• **Provided entries**:
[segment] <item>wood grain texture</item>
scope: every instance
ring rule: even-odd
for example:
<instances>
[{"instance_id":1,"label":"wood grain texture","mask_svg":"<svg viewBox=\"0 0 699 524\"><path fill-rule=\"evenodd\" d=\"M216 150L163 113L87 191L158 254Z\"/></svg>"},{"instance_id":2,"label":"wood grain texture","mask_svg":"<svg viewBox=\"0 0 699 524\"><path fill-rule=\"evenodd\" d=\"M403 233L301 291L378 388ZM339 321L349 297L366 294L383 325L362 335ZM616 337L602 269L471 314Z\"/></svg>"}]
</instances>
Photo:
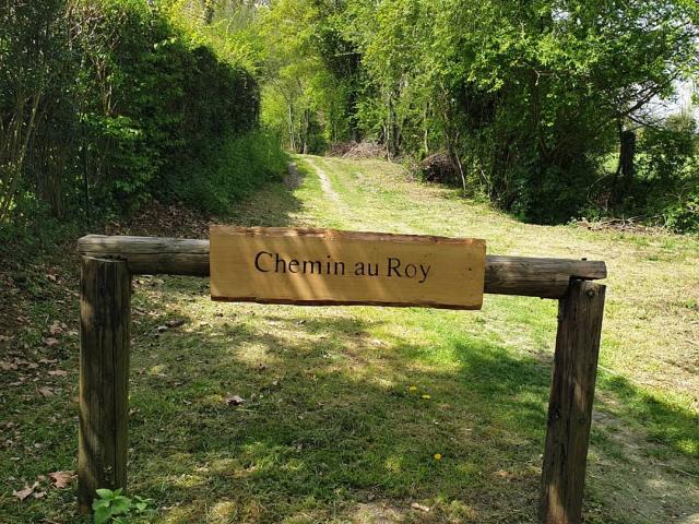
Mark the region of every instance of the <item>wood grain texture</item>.
<instances>
[{"instance_id":1,"label":"wood grain texture","mask_svg":"<svg viewBox=\"0 0 699 524\"><path fill-rule=\"evenodd\" d=\"M127 263L83 257L80 298L79 503L126 488L131 274Z\"/></svg>"},{"instance_id":2,"label":"wood grain texture","mask_svg":"<svg viewBox=\"0 0 699 524\"><path fill-rule=\"evenodd\" d=\"M573 281L560 300L540 521L580 524L605 286Z\"/></svg>"},{"instance_id":3,"label":"wood grain texture","mask_svg":"<svg viewBox=\"0 0 699 524\"><path fill-rule=\"evenodd\" d=\"M212 226L211 296L266 303L479 309L485 241Z\"/></svg>"},{"instance_id":4,"label":"wood grain texture","mask_svg":"<svg viewBox=\"0 0 699 524\"><path fill-rule=\"evenodd\" d=\"M78 251L126 260L133 274L209 276L209 240L88 235ZM485 293L561 298L571 278L606 276L600 261L487 255Z\"/></svg>"}]
</instances>

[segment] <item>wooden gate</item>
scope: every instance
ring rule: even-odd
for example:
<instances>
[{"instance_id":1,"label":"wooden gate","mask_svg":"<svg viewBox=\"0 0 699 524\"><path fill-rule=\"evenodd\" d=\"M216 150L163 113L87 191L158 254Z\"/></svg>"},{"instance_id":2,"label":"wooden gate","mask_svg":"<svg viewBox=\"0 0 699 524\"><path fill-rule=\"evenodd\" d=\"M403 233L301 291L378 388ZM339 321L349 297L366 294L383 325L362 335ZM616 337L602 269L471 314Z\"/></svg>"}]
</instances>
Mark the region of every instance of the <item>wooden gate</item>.
<instances>
[{"instance_id":1,"label":"wooden gate","mask_svg":"<svg viewBox=\"0 0 699 524\"><path fill-rule=\"evenodd\" d=\"M210 275L209 240L90 235L81 255L79 503L126 488L131 276ZM579 524L606 277L604 262L486 257L485 293L557 299L538 514Z\"/></svg>"}]
</instances>

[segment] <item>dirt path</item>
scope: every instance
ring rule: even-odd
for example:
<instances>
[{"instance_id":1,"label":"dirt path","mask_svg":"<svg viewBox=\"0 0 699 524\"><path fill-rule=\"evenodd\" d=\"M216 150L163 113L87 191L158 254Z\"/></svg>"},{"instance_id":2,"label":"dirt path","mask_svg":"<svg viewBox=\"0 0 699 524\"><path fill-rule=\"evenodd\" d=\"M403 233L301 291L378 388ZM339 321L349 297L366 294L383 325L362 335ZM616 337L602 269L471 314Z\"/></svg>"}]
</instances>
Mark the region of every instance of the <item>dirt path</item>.
<instances>
[{"instance_id":1,"label":"dirt path","mask_svg":"<svg viewBox=\"0 0 699 524\"><path fill-rule=\"evenodd\" d=\"M322 160L319 160L317 158L313 158L311 156L307 156L306 158L306 163L308 165L310 165L315 170L316 174L318 175L318 178L320 180L320 187L323 190L323 193L325 194L325 196L328 196L328 199L336 204L342 204L342 200L340 198L340 194L337 194L337 192L335 192L335 190L332 188L332 182L330 181L330 177L328 176L328 174L325 172L324 169L322 169L319 164Z\"/></svg>"}]
</instances>

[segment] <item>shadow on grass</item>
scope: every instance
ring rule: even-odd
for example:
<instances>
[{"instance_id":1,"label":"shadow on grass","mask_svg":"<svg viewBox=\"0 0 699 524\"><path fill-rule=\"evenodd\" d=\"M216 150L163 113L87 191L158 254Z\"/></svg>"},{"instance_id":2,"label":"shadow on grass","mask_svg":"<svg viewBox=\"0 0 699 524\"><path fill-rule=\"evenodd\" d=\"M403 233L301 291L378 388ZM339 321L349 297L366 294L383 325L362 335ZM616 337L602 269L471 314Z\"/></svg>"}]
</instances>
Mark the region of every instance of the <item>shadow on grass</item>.
<instances>
[{"instance_id":1,"label":"shadow on grass","mask_svg":"<svg viewBox=\"0 0 699 524\"><path fill-rule=\"evenodd\" d=\"M535 522L549 355L464 334L438 366L427 345L376 338L380 314L270 311L230 306L213 325L137 343L131 488L173 507L162 522L346 522L377 500L400 511L388 522ZM642 422L639 391L601 385ZM245 405L227 406L228 394ZM696 417L651 407L667 436L696 445ZM614 460L618 445L599 452ZM434 511L415 515L413 501ZM603 519L589 522L639 522L607 502L587 501Z\"/></svg>"}]
</instances>

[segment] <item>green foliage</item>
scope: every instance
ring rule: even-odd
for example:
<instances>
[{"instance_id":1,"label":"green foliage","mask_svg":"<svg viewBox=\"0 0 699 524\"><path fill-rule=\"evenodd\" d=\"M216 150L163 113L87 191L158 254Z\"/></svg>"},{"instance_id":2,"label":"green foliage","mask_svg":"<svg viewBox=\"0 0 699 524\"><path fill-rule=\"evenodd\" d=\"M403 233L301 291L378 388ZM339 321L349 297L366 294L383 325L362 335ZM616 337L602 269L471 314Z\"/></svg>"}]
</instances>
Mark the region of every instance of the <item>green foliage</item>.
<instances>
[{"instance_id":1,"label":"green foliage","mask_svg":"<svg viewBox=\"0 0 699 524\"><path fill-rule=\"evenodd\" d=\"M98 489L97 497L92 503L95 524L129 524L134 519L153 514L153 510L149 508L150 499L138 496L129 498L121 495L121 489Z\"/></svg>"},{"instance_id":2,"label":"green foliage","mask_svg":"<svg viewBox=\"0 0 699 524\"><path fill-rule=\"evenodd\" d=\"M281 180L287 162L276 135L257 130L223 140L210 147L203 157L178 167L169 186L177 199L203 211L225 215L230 213L236 201L263 183Z\"/></svg>"},{"instance_id":3,"label":"green foliage","mask_svg":"<svg viewBox=\"0 0 699 524\"><path fill-rule=\"evenodd\" d=\"M0 32L0 218L10 207L15 219L130 211L176 166L258 124L252 74L145 0L10 3L0 22L19 31Z\"/></svg>"},{"instance_id":4,"label":"green foliage","mask_svg":"<svg viewBox=\"0 0 699 524\"><path fill-rule=\"evenodd\" d=\"M694 118L668 117L639 141L638 177L628 205L675 230L699 233L699 135Z\"/></svg>"},{"instance_id":5,"label":"green foliage","mask_svg":"<svg viewBox=\"0 0 699 524\"><path fill-rule=\"evenodd\" d=\"M263 117L291 148L311 111L329 142L443 152L464 192L540 223L603 200L619 126L697 72L687 0L279 0L261 19Z\"/></svg>"}]
</instances>

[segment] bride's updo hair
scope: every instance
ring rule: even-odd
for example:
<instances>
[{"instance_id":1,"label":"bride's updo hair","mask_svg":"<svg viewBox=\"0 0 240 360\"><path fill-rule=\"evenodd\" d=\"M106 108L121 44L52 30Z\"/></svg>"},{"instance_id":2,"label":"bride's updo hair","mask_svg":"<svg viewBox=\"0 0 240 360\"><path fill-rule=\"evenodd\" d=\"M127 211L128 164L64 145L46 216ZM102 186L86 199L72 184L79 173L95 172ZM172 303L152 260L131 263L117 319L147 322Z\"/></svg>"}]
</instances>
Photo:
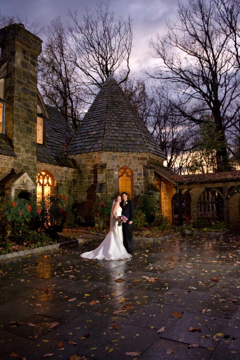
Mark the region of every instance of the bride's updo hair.
<instances>
[{"instance_id":1,"label":"bride's updo hair","mask_svg":"<svg viewBox=\"0 0 240 360\"><path fill-rule=\"evenodd\" d=\"M114 200L115 200L116 202L117 202L117 198L118 197L121 198L121 195L116 195L115 197L114 198ZM122 198L121 198L121 199Z\"/></svg>"}]
</instances>

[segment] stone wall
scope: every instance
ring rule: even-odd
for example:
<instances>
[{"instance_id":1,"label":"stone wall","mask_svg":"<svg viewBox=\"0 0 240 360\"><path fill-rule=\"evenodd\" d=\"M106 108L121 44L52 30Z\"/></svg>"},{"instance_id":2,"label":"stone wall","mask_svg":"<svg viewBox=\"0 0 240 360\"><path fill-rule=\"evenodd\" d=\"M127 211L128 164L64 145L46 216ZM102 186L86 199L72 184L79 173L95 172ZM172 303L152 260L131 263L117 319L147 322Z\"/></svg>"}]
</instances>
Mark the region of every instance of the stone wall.
<instances>
[{"instance_id":1,"label":"stone wall","mask_svg":"<svg viewBox=\"0 0 240 360\"><path fill-rule=\"evenodd\" d=\"M74 169L42 163L37 164L37 173L46 170L50 172L55 178L55 185L58 187L59 190L63 189L63 191L72 196L72 173ZM36 181L37 173L34 179L35 181Z\"/></svg>"},{"instance_id":2,"label":"stone wall","mask_svg":"<svg viewBox=\"0 0 240 360\"><path fill-rule=\"evenodd\" d=\"M176 193L176 189L174 184L161 177L161 199L162 212L164 216L168 218L172 222L173 214L172 206L172 199Z\"/></svg>"},{"instance_id":3,"label":"stone wall","mask_svg":"<svg viewBox=\"0 0 240 360\"><path fill-rule=\"evenodd\" d=\"M119 191L119 170L128 166L133 172L134 194L138 195L145 191L143 166L148 161L161 165L163 161L163 159L148 154L109 152L80 154L71 159L77 168L73 174L73 196L81 204L81 211L85 215L90 213L96 199L98 181L106 182L105 193L113 197ZM99 166L101 163L102 166Z\"/></svg>"},{"instance_id":4,"label":"stone wall","mask_svg":"<svg viewBox=\"0 0 240 360\"><path fill-rule=\"evenodd\" d=\"M5 134L18 159L12 167L32 178L36 171L37 56L41 42L19 24L0 30L1 60L8 62Z\"/></svg>"}]
</instances>

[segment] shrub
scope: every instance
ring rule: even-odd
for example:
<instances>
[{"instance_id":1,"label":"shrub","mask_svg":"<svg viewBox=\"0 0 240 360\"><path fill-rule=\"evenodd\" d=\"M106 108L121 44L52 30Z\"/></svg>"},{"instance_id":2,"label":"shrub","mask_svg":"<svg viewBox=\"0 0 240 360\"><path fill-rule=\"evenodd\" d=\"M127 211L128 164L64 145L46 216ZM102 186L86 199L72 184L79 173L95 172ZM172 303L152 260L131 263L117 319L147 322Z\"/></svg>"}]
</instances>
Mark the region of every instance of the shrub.
<instances>
[{"instance_id":1,"label":"shrub","mask_svg":"<svg viewBox=\"0 0 240 360\"><path fill-rule=\"evenodd\" d=\"M147 194L139 195L135 198L135 202L136 210L139 209L145 214L147 221L149 224L153 222L157 209L154 198Z\"/></svg>"},{"instance_id":2,"label":"shrub","mask_svg":"<svg viewBox=\"0 0 240 360\"><path fill-rule=\"evenodd\" d=\"M95 221L95 225L101 229L109 228L112 202L112 199L106 197L97 200L93 205L93 215L98 218Z\"/></svg>"},{"instance_id":3,"label":"shrub","mask_svg":"<svg viewBox=\"0 0 240 360\"><path fill-rule=\"evenodd\" d=\"M146 225L146 217L141 210L137 209L135 212L134 221L133 223L133 228L135 230L141 230Z\"/></svg>"},{"instance_id":4,"label":"shrub","mask_svg":"<svg viewBox=\"0 0 240 360\"><path fill-rule=\"evenodd\" d=\"M203 228L209 228L211 223L205 219L196 219L193 223L194 229L202 229Z\"/></svg>"}]
</instances>

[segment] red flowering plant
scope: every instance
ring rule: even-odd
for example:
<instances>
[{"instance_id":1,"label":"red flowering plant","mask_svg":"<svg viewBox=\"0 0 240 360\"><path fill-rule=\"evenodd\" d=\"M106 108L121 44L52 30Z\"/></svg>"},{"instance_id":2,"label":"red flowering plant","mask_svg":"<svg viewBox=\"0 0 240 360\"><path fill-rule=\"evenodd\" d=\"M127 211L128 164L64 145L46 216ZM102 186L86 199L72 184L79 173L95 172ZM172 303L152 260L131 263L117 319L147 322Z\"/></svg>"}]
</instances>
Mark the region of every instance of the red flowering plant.
<instances>
[{"instance_id":1,"label":"red flowering plant","mask_svg":"<svg viewBox=\"0 0 240 360\"><path fill-rule=\"evenodd\" d=\"M93 204L92 213L97 226L109 229L112 202L112 199L106 197L97 200Z\"/></svg>"},{"instance_id":2,"label":"red flowering plant","mask_svg":"<svg viewBox=\"0 0 240 360\"><path fill-rule=\"evenodd\" d=\"M74 202L71 196L63 193L49 194L39 201L36 212L40 230L52 225L62 225L68 218Z\"/></svg>"},{"instance_id":3,"label":"red flowering plant","mask_svg":"<svg viewBox=\"0 0 240 360\"><path fill-rule=\"evenodd\" d=\"M3 233L6 235L17 236L28 227L36 213L34 201L14 197L1 198L0 199L0 220L5 227Z\"/></svg>"}]
</instances>

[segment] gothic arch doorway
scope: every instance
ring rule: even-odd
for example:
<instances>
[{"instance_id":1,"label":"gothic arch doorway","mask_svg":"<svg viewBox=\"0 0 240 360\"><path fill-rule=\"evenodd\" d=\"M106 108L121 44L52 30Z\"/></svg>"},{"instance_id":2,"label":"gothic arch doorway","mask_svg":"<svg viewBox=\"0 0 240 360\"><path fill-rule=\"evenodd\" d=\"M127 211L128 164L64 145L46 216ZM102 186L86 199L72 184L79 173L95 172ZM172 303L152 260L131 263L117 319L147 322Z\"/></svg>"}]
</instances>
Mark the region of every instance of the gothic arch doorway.
<instances>
[{"instance_id":1,"label":"gothic arch doorway","mask_svg":"<svg viewBox=\"0 0 240 360\"><path fill-rule=\"evenodd\" d=\"M198 199L197 211L199 219L222 221L224 219L223 199L215 190L205 189Z\"/></svg>"},{"instance_id":2,"label":"gothic arch doorway","mask_svg":"<svg viewBox=\"0 0 240 360\"><path fill-rule=\"evenodd\" d=\"M46 170L40 171L36 176L37 199L41 201L45 196L54 193L55 179Z\"/></svg>"},{"instance_id":3,"label":"gothic arch doorway","mask_svg":"<svg viewBox=\"0 0 240 360\"><path fill-rule=\"evenodd\" d=\"M129 198L133 198L133 171L127 166L123 166L118 171L118 182L119 194L125 191L128 194Z\"/></svg>"},{"instance_id":4,"label":"gothic arch doorway","mask_svg":"<svg viewBox=\"0 0 240 360\"><path fill-rule=\"evenodd\" d=\"M183 224L188 224L192 220L192 198L189 192L184 196L183 194L182 208L182 211ZM178 194L177 193L173 195L172 199L173 223L176 226L178 225Z\"/></svg>"}]
</instances>

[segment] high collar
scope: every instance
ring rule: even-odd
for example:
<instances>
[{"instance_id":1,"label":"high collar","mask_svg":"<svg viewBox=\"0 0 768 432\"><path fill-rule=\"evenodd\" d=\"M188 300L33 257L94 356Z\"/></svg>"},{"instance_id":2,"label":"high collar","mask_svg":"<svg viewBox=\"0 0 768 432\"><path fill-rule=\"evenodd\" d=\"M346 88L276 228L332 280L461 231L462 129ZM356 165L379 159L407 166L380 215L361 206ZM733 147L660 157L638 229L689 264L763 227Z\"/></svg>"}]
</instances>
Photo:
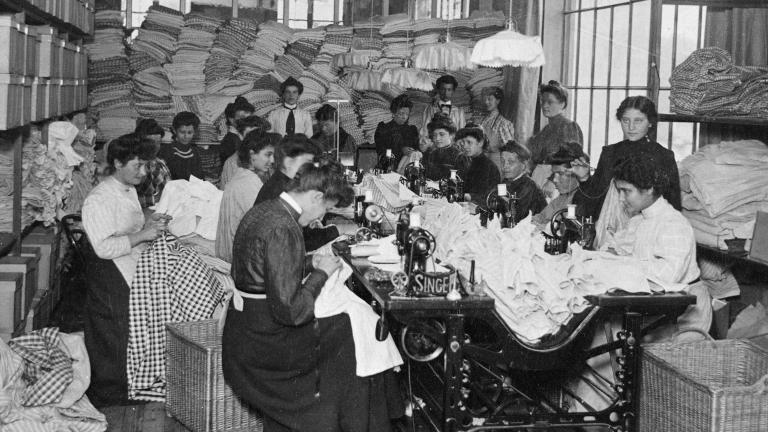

• **Exercise requirements**: Copy out each line of the items above that contains the word "collar".

• **Task output**:
[segment] high collar
[{"instance_id":1,"label":"high collar","mask_svg":"<svg viewBox=\"0 0 768 432\"><path fill-rule=\"evenodd\" d=\"M188 300L33 257L94 356Z\"/></svg>"},{"instance_id":2,"label":"high collar","mask_svg":"<svg viewBox=\"0 0 768 432\"><path fill-rule=\"evenodd\" d=\"M346 88L276 228L332 280L461 231L462 129ZM356 165L379 159L407 166L380 215L361 206ZM733 147L660 157L638 229L689 264L763 227Z\"/></svg>"}]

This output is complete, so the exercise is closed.